──────── Records shown
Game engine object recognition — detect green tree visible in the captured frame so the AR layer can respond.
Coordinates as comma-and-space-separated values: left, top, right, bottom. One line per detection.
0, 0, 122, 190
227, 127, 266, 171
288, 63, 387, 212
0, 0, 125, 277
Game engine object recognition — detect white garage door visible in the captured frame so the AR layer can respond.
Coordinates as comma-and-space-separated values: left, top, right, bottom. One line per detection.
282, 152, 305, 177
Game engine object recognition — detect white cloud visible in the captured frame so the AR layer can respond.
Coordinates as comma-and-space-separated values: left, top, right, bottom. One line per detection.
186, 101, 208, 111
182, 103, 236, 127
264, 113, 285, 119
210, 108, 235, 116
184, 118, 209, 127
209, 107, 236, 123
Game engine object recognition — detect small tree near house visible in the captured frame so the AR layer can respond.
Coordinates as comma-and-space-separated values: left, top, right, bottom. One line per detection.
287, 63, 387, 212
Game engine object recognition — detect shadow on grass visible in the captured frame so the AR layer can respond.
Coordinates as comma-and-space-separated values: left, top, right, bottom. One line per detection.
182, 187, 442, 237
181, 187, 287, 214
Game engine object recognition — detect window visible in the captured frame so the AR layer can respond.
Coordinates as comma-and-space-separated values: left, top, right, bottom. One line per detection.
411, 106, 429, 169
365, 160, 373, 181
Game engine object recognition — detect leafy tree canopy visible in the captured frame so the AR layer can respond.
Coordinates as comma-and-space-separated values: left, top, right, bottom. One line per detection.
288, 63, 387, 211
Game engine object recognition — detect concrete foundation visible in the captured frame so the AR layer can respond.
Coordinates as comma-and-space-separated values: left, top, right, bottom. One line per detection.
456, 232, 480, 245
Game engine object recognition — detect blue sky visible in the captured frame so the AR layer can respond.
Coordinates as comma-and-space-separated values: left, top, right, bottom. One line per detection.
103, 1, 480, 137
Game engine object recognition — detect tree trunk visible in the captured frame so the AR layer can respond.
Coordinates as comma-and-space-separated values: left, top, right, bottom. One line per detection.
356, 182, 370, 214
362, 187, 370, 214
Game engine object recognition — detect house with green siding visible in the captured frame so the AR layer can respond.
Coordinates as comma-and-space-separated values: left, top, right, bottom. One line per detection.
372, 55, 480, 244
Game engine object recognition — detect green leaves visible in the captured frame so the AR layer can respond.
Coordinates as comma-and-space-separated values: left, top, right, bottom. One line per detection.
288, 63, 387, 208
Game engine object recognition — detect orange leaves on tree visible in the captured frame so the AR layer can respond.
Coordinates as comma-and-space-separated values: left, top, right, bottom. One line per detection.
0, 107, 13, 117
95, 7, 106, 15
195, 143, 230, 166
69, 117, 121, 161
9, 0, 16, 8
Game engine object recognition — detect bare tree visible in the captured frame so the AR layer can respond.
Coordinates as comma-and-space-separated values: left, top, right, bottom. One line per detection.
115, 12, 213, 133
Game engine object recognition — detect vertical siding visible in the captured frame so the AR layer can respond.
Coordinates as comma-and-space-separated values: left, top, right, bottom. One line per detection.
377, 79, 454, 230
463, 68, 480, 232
────────────────
__Problem statement__
Output the full listing again, exactly as it stands above.

__Answer__
Game engine object recognition — detect green tree visible in the captured frame so the AR layer can respond.
Coordinates as comma-and-space-separated values: left, top, right, bottom. One line per detection.
0, 0, 122, 190
227, 127, 266, 171
288, 63, 387, 212
0, 0, 125, 277
Game engine object recognition — detect white garage door visible in the captured frame so the AR layer can respond.
Coordinates as comma-and-space-separated values: left, top, right, bottom. One line per detection.
282, 152, 305, 177
Game engine object recognition — detect white cloud visible in the captured frame so the AR layer can respond.
Coordinates as comma-and-space-separated values: left, top, right, bottom. One line per detection.
186, 101, 208, 111
182, 103, 236, 127
264, 113, 285, 119
210, 108, 235, 116
184, 118, 209, 127
209, 107, 236, 123
Game engine object recognition — detect small tree near house visible in the captured frame so the AR layer can respond.
Coordinates as comma-and-space-separated values: left, top, right, bottom. One line per detection.
287, 63, 387, 212
Game engine object recognition — detect shadow on grass visible in the captured frame so the AR layer can respond.
Coordinates as comma-and-space-separated values: left, top, right, bottom. One line per detection.
182, 187, 442, 237
181, 187, 287, 214
Game engine object recognition — detect window visible in the captured frame so the AR layer can respond.
Coordinates as comma-and-space-separated values: left, top, right, bottom. One line per detection.
411, 106, 429, 169
365, 160, 373, 181
Game engine object recognition — detect leafy tree canopy visible in the captured frame so the AR layer can respond.
Coordinates as comma-and-space-separated values: left, top, right, bottom. One line per detection.
288, 63, 387, 211
Game engine object recognition — detect concrete foundation visible in the captured frame so the AR layer can respond.
Coordinates as comma-and-space-separated values: left, top, right, bottom. One line per detection.
456, 232, 480, 245
Game engine object recognition — detect blue sky visible in the captured frame so the AR layer can respond.
Coordinates as comma-and-space-separated values: left, top, right, bottom. One line per detection.
103, 1, 480, 137
Game engine object recognition — detect tree trunk visible in the captured frame so the AR layer can respond.
Coordinates as comma-and-space-separated values: left, top, right, bottom. One line per detection.
356, 182, 370, 214
362, 187, 370, 214
Game engine object recognition — detect house with green siding visible in the captured frame so the AR layer can respond.
Coordinates as comma-and-space-separated values: left, top, right, bottom. One line per detection.
372, 55, 480, 244
Game engine object recognition — detect green leaves visible in the captured frame so the AR layer can respond.
Coordinates as comma-and-space-separated values: left, top, right, bottom. One line per detection.
288, 63, 387, 208
Game engine object recognition — detect orange leaves on tree visible in the captured frame so the AR layer can respond.
Coordinates as comma-and-space-separated values: left, top, right, bottom. One line per detection.
0, 107, 13, 117
95, 7, 106, 15
195, 143, 230, 166
69, 117, 121, 161
9, 0, 16, 8
Game engine object recognition — detect bare tree visible in the captured frame so the AR layer can respond.
Coordinates as comma-and-space-separated values: left, top, right, bottom. One line per detection.
115, 12, 213, 133
Game engine object recognition — detect vertical siding visible in the captured frame so the AR layer can respond.
Coordinates as comma-and-space-separated values: left, top, right, bottom. One line per detection.
377, 79, 454, 230
463, 68, 480, 232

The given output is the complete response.